→ Provided passage:
BEGIN
A process of creating a lean office was initiated firstly through a process of business reengineering to remove non-value-adding tasks, movement, processes and manual effort and to both simplify and automate the core of the business. We replaced “high touch” with “high tech” in the 1990s by implementing large scale ERP and other home built bespoke systems. So now staff had to come to the physical location to access the PCs and terminals to use these great technology edifices. So fundamentally the reason for the office was still the same – access to technology, processes, documents, and the chain of command. 

The office had not changed, but the nature of work had. Nobody asked why we needed an office at all. We did design thinking IN offices but not ON offices. By the time that the 2000s had arrived, the aberration was becoming more apparent. The internet and access to personal computing devices as well as the digitisation of both documents and more processes meant that Software was eating the office. By the time that the 2010s came around, we had all moved to apps on PC and cellphones for most use cases that would have taken us to a physical location. The process of planning, directing, reviewing, creating, consuming, validating and storing information had been “appified”. This did not just affect the direct tasks, but core operations as well. We used Microsoft Office 365 and Robotic Process Automation, and digitalisation began to accelerate the automation of the middle office as well – the messy middle of the firm.
END
→ Dataset content:
BEGIN
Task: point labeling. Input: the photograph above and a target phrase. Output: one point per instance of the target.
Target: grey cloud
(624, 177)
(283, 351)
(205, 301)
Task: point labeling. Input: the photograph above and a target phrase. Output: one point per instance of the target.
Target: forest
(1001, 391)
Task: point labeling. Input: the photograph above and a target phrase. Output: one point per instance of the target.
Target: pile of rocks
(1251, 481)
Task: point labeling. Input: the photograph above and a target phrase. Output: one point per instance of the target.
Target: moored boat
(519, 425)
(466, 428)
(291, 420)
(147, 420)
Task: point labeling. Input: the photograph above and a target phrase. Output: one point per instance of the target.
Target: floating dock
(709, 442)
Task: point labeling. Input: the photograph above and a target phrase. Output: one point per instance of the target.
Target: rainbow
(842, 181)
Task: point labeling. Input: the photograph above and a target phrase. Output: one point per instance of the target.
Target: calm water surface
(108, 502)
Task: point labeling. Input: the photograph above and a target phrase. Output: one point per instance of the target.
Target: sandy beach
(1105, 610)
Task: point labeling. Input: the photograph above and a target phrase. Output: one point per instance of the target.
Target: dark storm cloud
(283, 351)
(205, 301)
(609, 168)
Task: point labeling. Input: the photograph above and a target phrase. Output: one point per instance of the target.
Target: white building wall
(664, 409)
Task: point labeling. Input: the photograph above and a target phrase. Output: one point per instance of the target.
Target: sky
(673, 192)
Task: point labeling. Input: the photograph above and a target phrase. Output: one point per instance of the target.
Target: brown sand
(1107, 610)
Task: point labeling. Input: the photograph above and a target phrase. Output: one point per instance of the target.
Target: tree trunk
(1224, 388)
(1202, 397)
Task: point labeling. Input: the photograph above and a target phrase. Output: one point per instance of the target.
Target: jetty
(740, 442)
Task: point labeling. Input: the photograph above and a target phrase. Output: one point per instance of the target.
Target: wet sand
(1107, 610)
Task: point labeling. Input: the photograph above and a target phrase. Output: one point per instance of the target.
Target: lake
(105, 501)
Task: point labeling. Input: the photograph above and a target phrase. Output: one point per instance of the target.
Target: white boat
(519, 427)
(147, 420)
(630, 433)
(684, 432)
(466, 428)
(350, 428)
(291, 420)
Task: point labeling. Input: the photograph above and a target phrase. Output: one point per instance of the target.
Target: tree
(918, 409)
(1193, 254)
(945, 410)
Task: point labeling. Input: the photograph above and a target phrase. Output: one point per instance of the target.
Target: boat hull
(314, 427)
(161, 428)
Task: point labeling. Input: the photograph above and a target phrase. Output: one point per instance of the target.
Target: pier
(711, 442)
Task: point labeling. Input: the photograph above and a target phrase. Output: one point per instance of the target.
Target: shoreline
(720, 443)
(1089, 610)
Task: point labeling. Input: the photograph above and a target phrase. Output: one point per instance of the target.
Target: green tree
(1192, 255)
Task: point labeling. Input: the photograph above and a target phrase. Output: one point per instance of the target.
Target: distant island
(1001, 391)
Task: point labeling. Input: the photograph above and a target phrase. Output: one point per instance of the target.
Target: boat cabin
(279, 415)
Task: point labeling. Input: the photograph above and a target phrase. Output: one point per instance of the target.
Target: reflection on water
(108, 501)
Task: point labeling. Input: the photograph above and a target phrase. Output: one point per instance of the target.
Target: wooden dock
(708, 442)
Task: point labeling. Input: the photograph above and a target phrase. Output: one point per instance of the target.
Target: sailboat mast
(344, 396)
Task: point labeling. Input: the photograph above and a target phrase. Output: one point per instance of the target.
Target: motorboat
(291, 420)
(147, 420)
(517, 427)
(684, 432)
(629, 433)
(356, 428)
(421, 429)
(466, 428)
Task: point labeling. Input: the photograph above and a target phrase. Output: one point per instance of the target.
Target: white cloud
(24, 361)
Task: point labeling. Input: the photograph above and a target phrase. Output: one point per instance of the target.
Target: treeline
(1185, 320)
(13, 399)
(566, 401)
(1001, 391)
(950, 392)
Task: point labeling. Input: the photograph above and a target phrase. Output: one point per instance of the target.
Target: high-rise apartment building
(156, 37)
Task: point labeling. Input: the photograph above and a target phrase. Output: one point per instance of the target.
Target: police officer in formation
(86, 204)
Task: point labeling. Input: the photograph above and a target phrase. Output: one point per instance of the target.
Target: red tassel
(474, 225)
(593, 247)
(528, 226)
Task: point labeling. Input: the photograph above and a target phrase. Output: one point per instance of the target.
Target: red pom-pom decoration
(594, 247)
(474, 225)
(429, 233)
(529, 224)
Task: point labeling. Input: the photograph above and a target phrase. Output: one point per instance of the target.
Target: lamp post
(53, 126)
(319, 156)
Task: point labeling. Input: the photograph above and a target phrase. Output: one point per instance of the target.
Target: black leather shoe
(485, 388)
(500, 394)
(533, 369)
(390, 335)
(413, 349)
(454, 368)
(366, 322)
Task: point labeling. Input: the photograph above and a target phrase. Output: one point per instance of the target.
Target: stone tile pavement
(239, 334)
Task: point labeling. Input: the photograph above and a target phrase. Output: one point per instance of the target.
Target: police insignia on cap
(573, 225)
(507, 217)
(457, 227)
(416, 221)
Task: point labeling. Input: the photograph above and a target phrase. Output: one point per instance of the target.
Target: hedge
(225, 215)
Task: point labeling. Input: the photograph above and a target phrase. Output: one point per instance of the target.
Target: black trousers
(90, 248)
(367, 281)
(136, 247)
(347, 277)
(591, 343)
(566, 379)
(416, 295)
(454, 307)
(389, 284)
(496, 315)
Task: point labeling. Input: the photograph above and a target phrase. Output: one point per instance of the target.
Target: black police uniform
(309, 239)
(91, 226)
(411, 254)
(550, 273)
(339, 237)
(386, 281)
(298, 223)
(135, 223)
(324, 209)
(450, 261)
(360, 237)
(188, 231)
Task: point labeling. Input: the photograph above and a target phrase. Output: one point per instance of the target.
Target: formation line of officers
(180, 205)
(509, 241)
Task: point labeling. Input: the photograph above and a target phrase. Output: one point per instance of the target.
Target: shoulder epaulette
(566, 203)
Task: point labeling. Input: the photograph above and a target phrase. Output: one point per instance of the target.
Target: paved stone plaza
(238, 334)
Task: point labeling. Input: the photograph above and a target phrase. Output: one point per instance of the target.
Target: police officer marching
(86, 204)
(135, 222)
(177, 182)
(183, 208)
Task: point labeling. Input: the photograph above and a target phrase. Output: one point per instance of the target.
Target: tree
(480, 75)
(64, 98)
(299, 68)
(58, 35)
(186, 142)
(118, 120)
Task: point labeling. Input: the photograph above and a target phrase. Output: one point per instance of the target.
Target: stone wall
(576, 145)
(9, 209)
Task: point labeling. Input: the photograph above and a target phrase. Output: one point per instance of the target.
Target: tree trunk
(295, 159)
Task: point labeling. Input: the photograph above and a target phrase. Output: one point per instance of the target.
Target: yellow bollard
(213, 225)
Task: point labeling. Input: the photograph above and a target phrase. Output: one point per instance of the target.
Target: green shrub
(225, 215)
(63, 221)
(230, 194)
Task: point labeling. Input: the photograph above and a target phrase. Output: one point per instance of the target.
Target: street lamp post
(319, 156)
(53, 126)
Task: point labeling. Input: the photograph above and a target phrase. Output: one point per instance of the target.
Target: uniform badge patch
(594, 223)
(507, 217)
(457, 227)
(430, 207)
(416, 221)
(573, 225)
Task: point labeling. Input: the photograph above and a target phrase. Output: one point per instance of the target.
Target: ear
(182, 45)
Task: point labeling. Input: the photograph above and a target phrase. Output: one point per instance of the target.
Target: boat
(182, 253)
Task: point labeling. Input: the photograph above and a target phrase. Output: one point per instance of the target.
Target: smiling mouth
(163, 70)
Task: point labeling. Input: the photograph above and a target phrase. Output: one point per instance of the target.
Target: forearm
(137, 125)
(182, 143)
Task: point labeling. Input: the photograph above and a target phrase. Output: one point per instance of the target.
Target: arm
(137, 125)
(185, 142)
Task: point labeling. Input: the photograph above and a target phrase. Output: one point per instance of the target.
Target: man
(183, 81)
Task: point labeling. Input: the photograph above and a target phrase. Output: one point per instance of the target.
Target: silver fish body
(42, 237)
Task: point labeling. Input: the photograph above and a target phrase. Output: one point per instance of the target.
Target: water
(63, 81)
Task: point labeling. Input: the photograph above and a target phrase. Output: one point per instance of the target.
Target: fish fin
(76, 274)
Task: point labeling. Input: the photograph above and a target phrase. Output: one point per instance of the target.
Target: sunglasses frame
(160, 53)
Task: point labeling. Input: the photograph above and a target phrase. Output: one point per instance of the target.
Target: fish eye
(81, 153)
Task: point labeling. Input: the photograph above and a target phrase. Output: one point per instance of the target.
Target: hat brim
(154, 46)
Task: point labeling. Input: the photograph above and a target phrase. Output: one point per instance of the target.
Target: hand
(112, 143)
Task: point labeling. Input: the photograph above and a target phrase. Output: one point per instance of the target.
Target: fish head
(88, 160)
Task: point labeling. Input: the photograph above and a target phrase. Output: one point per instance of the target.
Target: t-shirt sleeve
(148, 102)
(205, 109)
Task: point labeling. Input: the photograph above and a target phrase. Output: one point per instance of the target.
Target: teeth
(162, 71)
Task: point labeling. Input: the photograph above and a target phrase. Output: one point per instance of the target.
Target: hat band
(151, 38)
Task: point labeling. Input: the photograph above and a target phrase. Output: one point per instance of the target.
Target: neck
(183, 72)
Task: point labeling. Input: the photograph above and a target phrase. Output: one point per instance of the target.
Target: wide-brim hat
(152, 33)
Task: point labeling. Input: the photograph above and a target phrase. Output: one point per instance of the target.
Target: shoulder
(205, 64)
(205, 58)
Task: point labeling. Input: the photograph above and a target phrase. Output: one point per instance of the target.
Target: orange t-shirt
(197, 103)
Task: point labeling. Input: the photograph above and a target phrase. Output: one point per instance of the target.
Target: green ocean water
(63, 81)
END
→ Exercises:
1. List every information activity that the lean office passage says had been "appified."
2. According to the lean office passage, which two tools were used as middle-office automation began to accelerate?
3. Write out the lean office passage between "A process of creating" and "chain of command.", inclusive.
Rely only on the lean office passage for your answers.

→ Outputs in order:
1. Planning, directing, reviewing, creating, consuming, validating, storing

2. Microsoft Office 365 and Robotic Process Automation.

3.
A process of creating a lean office was initiated firstly through a process of business reengineering to remove non-value-adding tasks, movement, processes and manual effort and to both simplify and automate the core of the business. We replaced “high touch” with “high tech” in the 1990s by implementing large scale ERP and other home built bespoke systems. So now staff had to come to the physical location to access the PCs and terminals to use these great technology edifices. So fundamentally the reason for the office was still the same – access to technology, processes, documents, and the chain of command.